### What to produce
Work out how many lines below contain "lake". Provide only the figure.

### Recorded information
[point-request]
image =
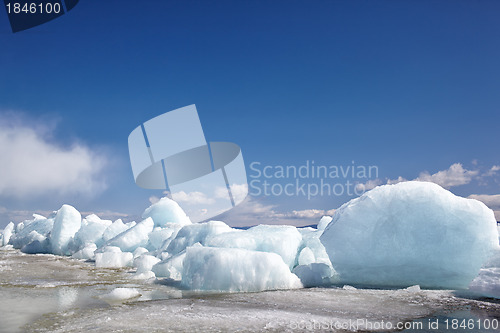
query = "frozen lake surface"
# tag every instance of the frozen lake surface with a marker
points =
(46, 293)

### Solution for this problem
2